__Work to be completed__: Edit the rows from their first line through the line containing "(0, 307), (1280, 643)", replacing "vegetation" with "greenery" and changing nothing else.

__Entries from an annotation dataset__:
>> START

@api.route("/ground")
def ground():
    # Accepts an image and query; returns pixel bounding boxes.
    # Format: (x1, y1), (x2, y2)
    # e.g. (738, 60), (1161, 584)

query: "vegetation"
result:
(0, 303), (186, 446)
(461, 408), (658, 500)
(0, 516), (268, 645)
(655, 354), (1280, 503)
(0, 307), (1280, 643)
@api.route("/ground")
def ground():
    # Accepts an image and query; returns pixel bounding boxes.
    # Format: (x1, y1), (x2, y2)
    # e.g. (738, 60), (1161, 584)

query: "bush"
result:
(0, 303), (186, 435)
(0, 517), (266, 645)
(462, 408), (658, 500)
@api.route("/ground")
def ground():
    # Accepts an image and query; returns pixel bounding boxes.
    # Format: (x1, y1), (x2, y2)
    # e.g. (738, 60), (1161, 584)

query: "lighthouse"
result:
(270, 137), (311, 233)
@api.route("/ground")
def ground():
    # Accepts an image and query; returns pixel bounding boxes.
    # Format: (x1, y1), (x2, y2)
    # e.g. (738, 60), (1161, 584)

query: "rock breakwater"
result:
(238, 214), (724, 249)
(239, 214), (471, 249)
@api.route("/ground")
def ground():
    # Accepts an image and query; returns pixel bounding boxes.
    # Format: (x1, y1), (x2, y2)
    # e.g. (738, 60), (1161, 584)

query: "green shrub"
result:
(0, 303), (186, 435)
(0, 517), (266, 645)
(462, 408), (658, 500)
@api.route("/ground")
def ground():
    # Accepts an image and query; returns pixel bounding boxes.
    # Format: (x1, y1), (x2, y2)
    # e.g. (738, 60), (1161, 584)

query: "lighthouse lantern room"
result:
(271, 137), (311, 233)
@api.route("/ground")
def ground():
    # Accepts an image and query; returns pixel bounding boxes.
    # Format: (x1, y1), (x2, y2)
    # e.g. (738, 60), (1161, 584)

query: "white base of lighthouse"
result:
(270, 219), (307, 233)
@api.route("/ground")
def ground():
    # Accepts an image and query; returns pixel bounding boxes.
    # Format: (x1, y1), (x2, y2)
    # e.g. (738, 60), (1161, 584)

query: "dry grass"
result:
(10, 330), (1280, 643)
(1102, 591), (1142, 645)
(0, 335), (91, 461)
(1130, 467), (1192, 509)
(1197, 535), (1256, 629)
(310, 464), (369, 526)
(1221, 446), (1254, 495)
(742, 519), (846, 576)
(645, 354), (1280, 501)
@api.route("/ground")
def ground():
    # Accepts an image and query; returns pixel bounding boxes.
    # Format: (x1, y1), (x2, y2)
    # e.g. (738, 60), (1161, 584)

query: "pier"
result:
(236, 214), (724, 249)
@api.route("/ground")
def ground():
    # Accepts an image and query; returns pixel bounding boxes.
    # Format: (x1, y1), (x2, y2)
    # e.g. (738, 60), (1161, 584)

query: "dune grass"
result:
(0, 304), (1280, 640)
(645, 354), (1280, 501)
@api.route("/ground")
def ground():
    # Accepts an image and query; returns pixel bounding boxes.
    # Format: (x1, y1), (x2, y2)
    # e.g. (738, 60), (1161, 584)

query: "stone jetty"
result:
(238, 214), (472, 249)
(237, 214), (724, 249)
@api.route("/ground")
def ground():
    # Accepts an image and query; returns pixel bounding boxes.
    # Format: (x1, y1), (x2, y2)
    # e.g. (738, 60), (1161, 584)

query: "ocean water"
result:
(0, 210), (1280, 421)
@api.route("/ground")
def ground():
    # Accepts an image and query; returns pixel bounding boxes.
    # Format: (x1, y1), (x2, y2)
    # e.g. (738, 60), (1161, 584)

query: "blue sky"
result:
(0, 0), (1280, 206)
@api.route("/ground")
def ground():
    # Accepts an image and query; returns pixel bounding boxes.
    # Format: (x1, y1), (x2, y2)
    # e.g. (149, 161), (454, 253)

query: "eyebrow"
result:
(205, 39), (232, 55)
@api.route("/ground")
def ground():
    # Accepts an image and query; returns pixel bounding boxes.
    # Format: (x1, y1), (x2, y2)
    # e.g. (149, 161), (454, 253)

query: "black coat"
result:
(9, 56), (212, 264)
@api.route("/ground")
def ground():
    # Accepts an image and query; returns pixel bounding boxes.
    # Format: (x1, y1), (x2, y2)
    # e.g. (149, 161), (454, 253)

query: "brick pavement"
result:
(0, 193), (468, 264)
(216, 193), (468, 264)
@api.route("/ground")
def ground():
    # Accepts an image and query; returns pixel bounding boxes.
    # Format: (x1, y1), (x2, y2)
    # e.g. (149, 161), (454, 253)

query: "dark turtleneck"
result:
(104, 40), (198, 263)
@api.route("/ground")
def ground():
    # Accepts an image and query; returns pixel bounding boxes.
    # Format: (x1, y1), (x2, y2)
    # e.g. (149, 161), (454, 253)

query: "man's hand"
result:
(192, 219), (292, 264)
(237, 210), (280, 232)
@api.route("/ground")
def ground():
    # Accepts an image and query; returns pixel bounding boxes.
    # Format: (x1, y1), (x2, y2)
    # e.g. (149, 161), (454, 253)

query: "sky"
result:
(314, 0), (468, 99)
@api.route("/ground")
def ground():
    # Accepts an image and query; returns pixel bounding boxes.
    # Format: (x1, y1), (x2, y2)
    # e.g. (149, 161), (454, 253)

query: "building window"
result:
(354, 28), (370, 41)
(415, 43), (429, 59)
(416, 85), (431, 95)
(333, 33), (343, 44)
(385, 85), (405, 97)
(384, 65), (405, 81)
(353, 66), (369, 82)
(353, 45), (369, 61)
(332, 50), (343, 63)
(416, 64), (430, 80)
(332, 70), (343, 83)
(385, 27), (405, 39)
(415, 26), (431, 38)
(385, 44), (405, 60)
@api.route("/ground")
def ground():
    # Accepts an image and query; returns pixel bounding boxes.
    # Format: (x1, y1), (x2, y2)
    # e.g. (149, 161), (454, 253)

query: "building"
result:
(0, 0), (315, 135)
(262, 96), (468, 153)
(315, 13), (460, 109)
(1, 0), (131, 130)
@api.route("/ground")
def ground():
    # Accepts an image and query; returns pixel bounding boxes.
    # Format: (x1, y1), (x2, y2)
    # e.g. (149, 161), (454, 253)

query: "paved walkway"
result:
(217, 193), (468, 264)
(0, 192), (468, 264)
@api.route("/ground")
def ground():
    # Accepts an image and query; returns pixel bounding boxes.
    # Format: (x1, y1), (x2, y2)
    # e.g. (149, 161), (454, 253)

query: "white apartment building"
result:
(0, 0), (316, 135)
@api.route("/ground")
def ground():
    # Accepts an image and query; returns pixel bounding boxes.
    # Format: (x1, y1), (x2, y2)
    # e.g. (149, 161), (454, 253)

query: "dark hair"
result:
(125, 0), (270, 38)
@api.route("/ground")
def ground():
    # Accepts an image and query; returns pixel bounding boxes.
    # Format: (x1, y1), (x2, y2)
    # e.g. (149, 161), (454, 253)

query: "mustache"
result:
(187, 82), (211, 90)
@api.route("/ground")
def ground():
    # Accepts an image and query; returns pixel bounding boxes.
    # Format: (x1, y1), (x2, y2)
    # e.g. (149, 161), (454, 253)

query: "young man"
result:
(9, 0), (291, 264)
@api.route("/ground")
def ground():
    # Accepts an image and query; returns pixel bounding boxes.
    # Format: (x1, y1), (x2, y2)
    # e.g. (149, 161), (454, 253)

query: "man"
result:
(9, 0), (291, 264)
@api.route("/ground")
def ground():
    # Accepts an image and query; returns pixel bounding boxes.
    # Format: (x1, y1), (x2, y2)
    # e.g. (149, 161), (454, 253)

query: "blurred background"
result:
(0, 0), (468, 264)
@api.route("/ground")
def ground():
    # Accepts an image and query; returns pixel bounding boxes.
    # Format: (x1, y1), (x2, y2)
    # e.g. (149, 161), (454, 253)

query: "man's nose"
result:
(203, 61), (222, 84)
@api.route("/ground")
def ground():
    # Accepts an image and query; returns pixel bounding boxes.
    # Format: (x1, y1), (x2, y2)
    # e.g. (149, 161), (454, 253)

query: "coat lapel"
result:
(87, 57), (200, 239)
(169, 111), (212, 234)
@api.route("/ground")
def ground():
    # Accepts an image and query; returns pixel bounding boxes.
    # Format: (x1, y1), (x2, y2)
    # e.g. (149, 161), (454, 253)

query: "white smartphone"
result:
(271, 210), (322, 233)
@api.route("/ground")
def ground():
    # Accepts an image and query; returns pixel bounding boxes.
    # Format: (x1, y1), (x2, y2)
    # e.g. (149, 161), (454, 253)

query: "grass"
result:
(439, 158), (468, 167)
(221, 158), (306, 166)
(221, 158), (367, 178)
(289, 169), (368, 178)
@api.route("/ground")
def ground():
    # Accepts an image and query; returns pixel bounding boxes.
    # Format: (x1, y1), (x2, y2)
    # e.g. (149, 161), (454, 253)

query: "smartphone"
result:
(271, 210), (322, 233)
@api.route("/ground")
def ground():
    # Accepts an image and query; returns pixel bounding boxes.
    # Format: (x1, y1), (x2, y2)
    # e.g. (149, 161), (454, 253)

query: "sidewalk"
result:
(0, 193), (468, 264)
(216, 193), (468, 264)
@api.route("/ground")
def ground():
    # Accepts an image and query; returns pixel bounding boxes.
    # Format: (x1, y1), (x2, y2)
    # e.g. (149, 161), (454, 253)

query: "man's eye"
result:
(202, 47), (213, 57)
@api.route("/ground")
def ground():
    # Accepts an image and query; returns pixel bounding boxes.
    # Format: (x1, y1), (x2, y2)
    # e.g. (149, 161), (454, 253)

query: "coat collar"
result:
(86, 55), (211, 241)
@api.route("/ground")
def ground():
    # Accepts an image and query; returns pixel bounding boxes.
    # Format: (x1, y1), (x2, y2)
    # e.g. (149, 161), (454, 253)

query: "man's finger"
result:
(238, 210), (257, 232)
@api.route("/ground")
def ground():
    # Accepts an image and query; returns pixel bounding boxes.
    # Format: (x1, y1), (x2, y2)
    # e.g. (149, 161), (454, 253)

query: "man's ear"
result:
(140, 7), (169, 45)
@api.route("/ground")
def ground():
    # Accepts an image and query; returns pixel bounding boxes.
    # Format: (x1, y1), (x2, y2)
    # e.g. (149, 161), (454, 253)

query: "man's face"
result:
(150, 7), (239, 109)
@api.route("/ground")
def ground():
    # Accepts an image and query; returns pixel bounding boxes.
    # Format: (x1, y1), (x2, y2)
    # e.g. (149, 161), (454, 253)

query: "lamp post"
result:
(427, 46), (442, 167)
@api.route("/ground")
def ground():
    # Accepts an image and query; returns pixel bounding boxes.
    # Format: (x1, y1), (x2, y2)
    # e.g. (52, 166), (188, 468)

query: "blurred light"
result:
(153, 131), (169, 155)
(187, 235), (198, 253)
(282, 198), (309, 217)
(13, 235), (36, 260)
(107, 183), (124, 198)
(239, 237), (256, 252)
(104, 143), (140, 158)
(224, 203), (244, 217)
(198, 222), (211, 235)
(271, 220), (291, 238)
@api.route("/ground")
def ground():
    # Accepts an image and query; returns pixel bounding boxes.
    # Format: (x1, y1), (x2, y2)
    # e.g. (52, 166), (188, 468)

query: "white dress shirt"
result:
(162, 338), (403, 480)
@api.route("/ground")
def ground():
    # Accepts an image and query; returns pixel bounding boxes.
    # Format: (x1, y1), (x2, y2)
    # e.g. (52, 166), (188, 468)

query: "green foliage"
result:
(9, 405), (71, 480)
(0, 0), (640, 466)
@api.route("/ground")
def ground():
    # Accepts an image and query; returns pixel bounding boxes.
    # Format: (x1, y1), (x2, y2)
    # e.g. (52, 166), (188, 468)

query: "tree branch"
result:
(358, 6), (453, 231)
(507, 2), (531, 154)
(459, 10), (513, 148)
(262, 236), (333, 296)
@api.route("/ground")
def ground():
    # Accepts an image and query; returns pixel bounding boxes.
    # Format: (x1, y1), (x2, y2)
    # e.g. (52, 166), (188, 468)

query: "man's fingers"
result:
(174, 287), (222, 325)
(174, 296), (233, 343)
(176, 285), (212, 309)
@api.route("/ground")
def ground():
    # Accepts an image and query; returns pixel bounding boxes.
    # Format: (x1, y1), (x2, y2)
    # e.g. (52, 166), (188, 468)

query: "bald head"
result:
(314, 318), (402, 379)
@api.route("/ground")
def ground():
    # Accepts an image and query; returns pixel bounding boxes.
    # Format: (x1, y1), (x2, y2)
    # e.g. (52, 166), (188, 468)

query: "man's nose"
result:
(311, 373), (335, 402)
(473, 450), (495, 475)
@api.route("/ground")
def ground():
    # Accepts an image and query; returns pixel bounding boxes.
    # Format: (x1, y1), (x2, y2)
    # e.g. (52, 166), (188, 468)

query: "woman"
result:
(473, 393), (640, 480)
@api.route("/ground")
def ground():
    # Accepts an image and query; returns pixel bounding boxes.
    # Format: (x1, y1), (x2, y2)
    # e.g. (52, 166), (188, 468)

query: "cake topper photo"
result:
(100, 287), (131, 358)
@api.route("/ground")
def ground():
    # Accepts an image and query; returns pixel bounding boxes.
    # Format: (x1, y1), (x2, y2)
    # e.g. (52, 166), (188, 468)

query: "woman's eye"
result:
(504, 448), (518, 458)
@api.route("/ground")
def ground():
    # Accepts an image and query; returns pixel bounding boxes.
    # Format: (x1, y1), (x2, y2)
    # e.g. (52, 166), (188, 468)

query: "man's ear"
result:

>> END

__Worked solution__:
@api.route("/ground")
def ground():
    # Accepts an image and query; returns pixel bounding boxes.
    # Format: (x1, y1), (x2, y2)
    # e.g. (738, 60), (1161, 584)

query: "greenery"
result:
(0, 303), (186, 446)
(461, 408), (658, 500)
(0, 516), (268, 645)
(655, 354), (1280, 503)
(0, 307), (1280, 643)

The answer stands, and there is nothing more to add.